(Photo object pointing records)

──────────

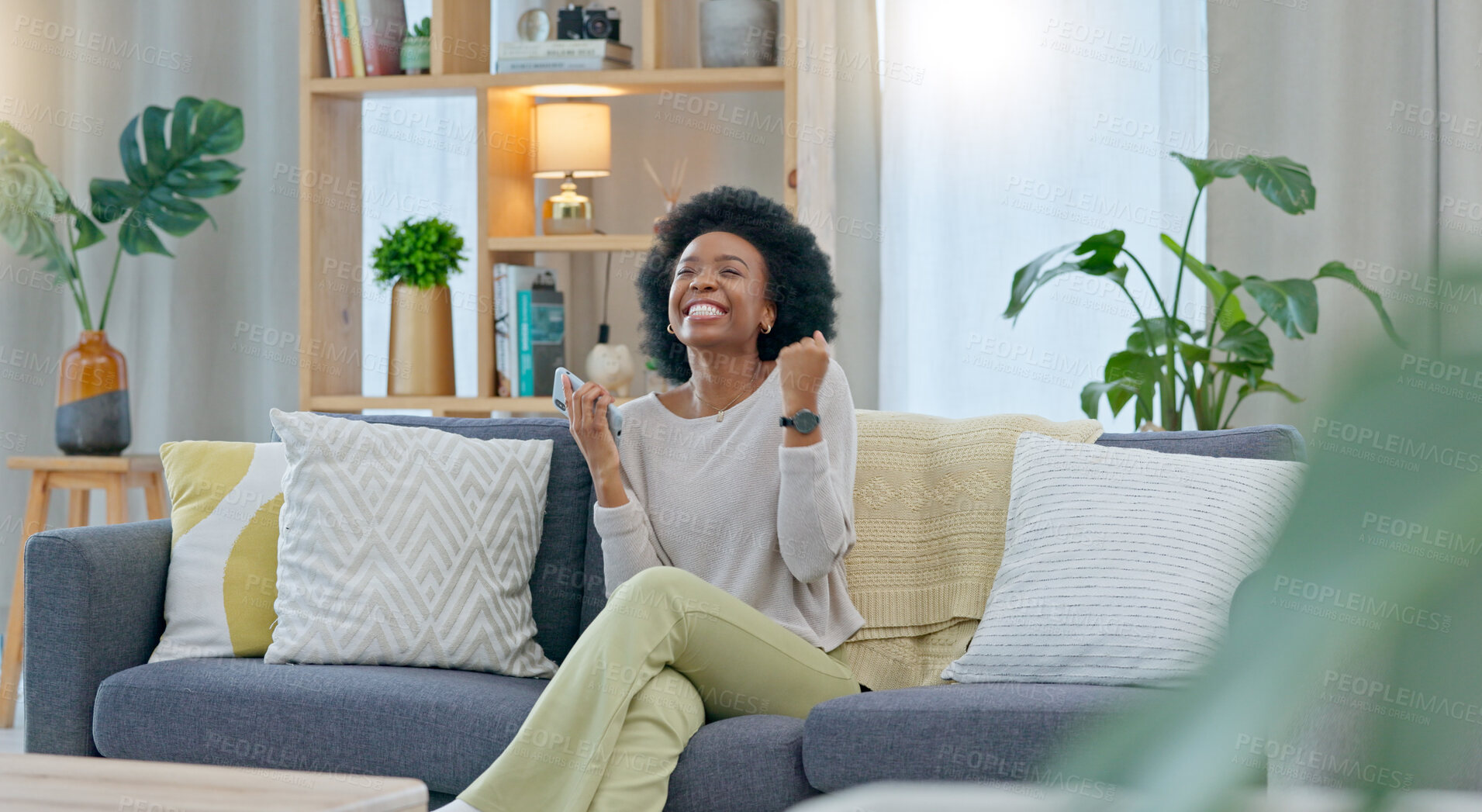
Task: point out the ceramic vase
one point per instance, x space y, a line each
421 359
737 33
611 365
92 399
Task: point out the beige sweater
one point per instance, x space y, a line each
727 501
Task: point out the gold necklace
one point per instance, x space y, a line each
720 414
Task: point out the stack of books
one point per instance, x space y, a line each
364 36
530 331
564 55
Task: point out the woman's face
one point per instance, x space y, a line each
725 270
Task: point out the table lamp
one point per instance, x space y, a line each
572 140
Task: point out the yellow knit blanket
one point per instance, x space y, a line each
930 503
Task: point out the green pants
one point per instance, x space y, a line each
667 654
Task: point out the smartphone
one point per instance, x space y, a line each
559 396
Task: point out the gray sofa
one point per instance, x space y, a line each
94 605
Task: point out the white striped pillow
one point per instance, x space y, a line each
1119 563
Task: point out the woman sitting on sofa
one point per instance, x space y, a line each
725 512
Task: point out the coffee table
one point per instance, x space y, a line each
39 783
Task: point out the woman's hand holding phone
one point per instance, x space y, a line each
587 411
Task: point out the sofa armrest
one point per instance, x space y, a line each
94 606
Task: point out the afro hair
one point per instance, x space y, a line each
798 275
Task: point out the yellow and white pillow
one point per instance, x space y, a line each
223 579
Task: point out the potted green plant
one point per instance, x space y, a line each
416 48
416 261
1169 365
164 180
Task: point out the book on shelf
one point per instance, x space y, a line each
337 39
530 330
382 27
553 50
358 58
561 64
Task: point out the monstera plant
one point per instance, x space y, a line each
1168 365
168 165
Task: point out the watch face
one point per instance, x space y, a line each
805 421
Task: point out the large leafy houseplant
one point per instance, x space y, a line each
1168 365
164 181
421 254
165 177
416 260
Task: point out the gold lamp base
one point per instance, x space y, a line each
566 213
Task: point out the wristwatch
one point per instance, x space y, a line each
803 421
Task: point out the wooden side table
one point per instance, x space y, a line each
79 476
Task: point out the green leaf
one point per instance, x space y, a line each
1291 302
1207 171
30 200
1116 393
1138 343
113 199
1033 276
1282 181
1101 251
136 237
420 254
1343 273
154 149
185 110
1249 371
88 232
1249 343
1100 260
1194 353
1217 282
159 188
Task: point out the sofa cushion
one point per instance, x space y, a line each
953 732
442 727
437 725
1252 442
558 579
744 763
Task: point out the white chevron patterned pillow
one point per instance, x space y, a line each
1119 565
408 546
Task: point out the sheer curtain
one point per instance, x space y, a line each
1010 130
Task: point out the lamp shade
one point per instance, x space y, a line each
572 138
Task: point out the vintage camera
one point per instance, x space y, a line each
592 22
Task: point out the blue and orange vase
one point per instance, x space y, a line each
92 399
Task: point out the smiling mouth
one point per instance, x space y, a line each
703 313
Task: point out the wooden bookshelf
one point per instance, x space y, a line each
600 83
330 147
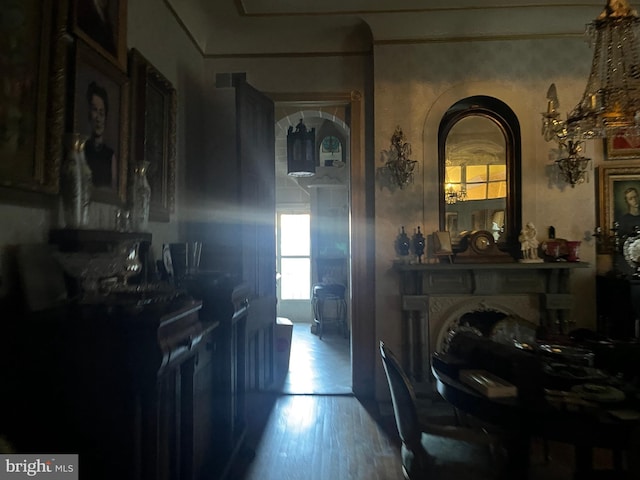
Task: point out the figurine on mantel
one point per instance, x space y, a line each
529 244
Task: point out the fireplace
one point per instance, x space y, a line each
436 296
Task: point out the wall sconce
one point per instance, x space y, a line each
399 165
451 195
301 149
574 167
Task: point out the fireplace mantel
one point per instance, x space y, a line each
486 278
541 290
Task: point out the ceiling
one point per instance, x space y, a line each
223 28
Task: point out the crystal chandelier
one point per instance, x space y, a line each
399 165
610 104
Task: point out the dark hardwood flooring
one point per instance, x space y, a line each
318 366
313 428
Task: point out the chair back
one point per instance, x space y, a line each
402 397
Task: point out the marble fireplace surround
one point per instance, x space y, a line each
435 296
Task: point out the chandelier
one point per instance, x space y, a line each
399 165
610 104
301 158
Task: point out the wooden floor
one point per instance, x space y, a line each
318 366
313 429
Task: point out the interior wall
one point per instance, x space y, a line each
174 55
416 84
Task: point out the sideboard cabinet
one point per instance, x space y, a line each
132 392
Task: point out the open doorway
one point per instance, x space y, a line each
321 366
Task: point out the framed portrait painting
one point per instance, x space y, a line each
100 113
102 24
32 98
153 132
619 196
622 146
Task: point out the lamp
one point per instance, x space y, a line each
610 104
573 167
399 165
301 159
451 195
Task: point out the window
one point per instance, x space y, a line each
481 182
294 256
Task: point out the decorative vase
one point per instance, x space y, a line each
75 183
573 248
403 243
141 198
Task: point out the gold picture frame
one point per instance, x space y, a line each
614 184
102 26
33 100
153 132
96 77
622 147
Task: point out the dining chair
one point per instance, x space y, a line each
435 451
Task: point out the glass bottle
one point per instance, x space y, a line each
75 183
141 198
418 245
403 243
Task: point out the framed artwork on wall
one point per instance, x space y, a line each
153 132
621 146
101 113
619 197
102 24
32 100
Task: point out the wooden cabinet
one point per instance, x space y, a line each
132 393
226 303
241 176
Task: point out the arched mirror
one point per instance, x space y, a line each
479 170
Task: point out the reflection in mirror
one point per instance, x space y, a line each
479 155
475 175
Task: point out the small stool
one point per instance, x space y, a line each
332 292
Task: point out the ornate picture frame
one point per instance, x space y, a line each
616 185
101 89
622 147
102 25
32 120
153 132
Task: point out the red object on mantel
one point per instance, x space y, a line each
573 248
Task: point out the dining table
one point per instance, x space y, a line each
586 415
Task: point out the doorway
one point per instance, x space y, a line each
323 199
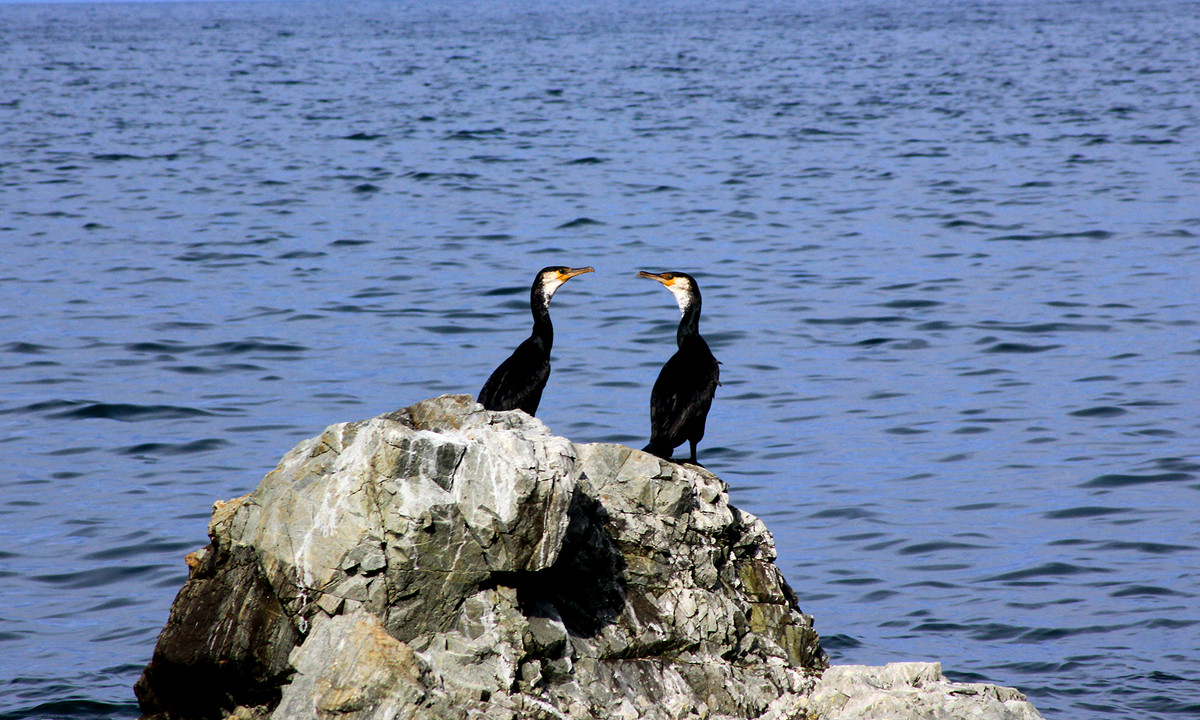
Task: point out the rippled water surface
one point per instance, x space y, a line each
949 257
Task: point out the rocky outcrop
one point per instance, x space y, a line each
445 562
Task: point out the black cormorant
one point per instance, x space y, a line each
517 383
684 390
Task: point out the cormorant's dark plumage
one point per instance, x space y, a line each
517 383
684 390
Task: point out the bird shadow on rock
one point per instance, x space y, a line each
586 586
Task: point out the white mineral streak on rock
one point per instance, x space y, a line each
449 563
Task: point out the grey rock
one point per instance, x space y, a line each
449 562
911 691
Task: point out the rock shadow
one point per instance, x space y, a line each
586 587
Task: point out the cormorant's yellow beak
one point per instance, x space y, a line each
666 281
573 271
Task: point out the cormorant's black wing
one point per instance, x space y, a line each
517 383
682 396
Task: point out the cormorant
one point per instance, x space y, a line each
517 383
684 390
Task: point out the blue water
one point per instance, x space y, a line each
949 255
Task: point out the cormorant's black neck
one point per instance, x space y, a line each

──────────

• [Task] Without the pictures, reproduce every line of the records above exactly.

• [Reply to the task]
Task: point out the ceramic vase
one point per instance, x space y, a line each
421 359
737 33
611 365
92 399
Task: point out the beige sweater
one point per instance, x space y, a line each
727 501
Task: point out the gold necklace
one point per instance, x space y, a line each
720 414
Task: point out the stack of books
one point per instance, x space y, a line each
364 36
530 331
564 55
Task: point out the woman's face
one point per instance, x space y, a line each
725 270
Task: point out the table lamp
one point per instance, x space y, a line each
572 140
Task: point out the yellow knit blanket
one point per instance, x space y, a line each
930 503
Task: point out the green pants
one point per instance, x space y, a line each
667 654
Task: point out the smartphone
one point per instance, x space y, a line each
559 396
Task: point out the gray sofa
one point per instance, x space y, a line each
94 605
Task: point out the white striped pillow
one point per instance, x space y, a line each
1119 563
Task: point out the woman sitting on sofa
one point per instance, x space y, a line each
725 512
Task: point out the coffee table
one point per instance, x space y, a line each
39 783
Task: point out the woman's hand holding phone
one point per instance, x space y, a line each
587 411
Task: point out the sofa armrest
one point per instance, x space y, a line each
94 606
Task: point out the afro hair
one point per instance, x space y, a line each
798 275
Task: point out the yellow and white pillow
one point per instance, x space y, a line each
223 579
Task: point out the potted green plant
one point per instance, x space y, a line each
416 48
416 261
1169 365
164 180
Task: point out the book on shelf
one point per instance, x space y, a line each
337 39
530 330
382 27
553 50
358 58
561 64
Task: point out the monstera plant
one point per instance, x space y, a line each
1168 365
168 165
Task: point out the watch face
one point per instance, x space y, a line each
805 421
Task: point out the large leafy houseplant
one point per instance, x space y, a line each
1168 365
164 181
421 254
165 177
416 260
Task: point out the gold lamp base
one point per instance, x space y, a line each
566 213
Task: point out the wristwatch
one point per instance, x space y, a line each
803 421
Task: point out the wooden side table
one point per instance, x space y, a line each
79 476
Task: point out the green leaf
one point per instance, x space y, a line each
1291 302
1207 171
30 200
1116 393
1138 343
113 199
1033 276
1282 181
1101 251
136 237
420 254
1343 273
154 149
185 110
1249 371
88 232
1249 343
1100 260
1194 353
1217 282
159 188
Task: point out the sofa cushion
one point per instance, x space y, a line each
953 732
442 727
437 725
1252 442
558 579
744 763
Task: point out the white chevron patterned pillow
one point per instance, x space y, a line each
1119 565
408 546
Task: point out the sheer curtain
one point per instance, x space y, a line each
1010 130
Task: point out the lamp shade
one point per instance, x space y, a line each
572 138
Task: point out the vintage camera
one point per instance, x space y, a line each
592 22
Task: point out the blue and orange vase
one point per instance, x space y, a line each
92 399
Task: point out the smiling mouth
one point per instance, x space y, a line each
703 313
Task: point out the wooden bookshelf
one point per instance, x space y, a line each
600 83
330 147
Task: point out the figurine on mantel
one point per instance, x space y, a line each
529 244
Task: point out the fireplace
one point per instance, x space y, a line each
436 296
Task: point out the wall sconce
one point per instance, x space y, a line each
399 165
451 195
301 149
574 167
Task: point out the fireplace mantel
one point per instance, x space y, a line each
486 278
541 290
Task: point out the ceiling
one point per instance, x space y, a line each
223 28
Task: point out the crystal chandelier
one point per instance, x space y, a line each
399 165
610 104
Task: point out the dark hardwood flooring
one point per instance, x space y, a line each
318 366
313 428
Task: point out the chair back
one point per instance, x space y, a line each
402 397
Task: point out the marble fireplace surround
one point per instance, x space y, a line each
435 296
Task: point out the chandelier
one point per instance, x space y, a line each
399 165
610 104
301 158
Task: point out the wooden floor
one point per instance, x space y, a line each
318 366
313 429
Task: point out the interior wall
one point per instance, x space y, a line each
174 55
416 84
Task: point out the sideboard cabinet
one point per instance, x space y, a line each
132 392
Task: point out the open doorway
one point per instance, x space y, a line each
321 366
Task: point out the framed portrait painting
one point per instance, x space y, a line each
100 113
102 24
32 98
153 132
619 196
622 146
Task: point out the lamp
one point per instance, x space y, a line each
610 104
573 167
399 165
301 159
451 195
Task: point out the window
one point per instance, x space y, a line each
481 182
294 256
Task: point out the decorative vase
one point per instance, x space y, a line each
75 183
573 248
403 243
141 198
Task: point out the gold picture frame
one point per instance, x space y, a line each
614 184
102 26
33 100
153 132
96 77
622 147
Task: point out the dining chair
one point per instance, x space y, a line each
435 451
Task: point out the glass bottle
one point per instance, x space y, a line each
75 183
141 198
418 245
403 243
Task: point out the framed artwork on wall
one point per instance, x space y, a line each
153 132
621 146
101 113
619 197
102 24
32 100
Task: point out the wooden cabinet
one point per instance, x space y, a line each
132 393
226 303
241 176
Task: point out the arched mirror
one point per instance, x space y, a line each
479 170
Task: point out the reflection in mirror
one point per instance, x space y, a line each
479 155
475 175
Task: point out the small stool
one point per instance, x space y, a line each
332 292
Task: point out the ornate picture frame
one point per instance, x space y, a line each
616 185
101 89
622 147
102 25
32 120
153 132
Task: point out the red object on mantel
one point per instance, x space y, a line each
573 248
Task: point out the dining table
one point per instance, x space y, a line each
586 415
Task: point out the doorway
one point per instance, x space y, a line each
323 199
Task: point out the rippled water surface
one point per instance, x space y, a line each
949 257
Task: point out the rocky outcrop
one point per instance, x space y, a line each
445 562
Task: point out the black cormorant
one point per instance, x space y, a line each
517 383
684 390
Task: point out the cormorant's dark plumage
one point per instance, x space y, a line each
517 383
684 390
Task: point out the bird shadow on rock
one point per instance, x space y, a line each
586 586
Task: point out the white mineral streak on rock
one point per instance, x space y, a line each
449 563
Task: point out the grey rock
one point per instance, x space y, a line each
449 562
911 691
Task: point out the rock shadow
one point per instance, x space y, a line each
586 587
Task: point out the cormorant's yellow beak
one point per instance, x space y, a line each
666 281
573 271
Task: point out the cormorant's black wing
one point per instance, x space y, a line each
517 383
682 396
Task: point out the cormorant
one point per instance, x space y, a line each
517 383
684 390
Task: point out the blue water
one point per instance, x space y, a line each
949 255
Task: point out the cormorant's black neck
one point per instance, x space y, a line each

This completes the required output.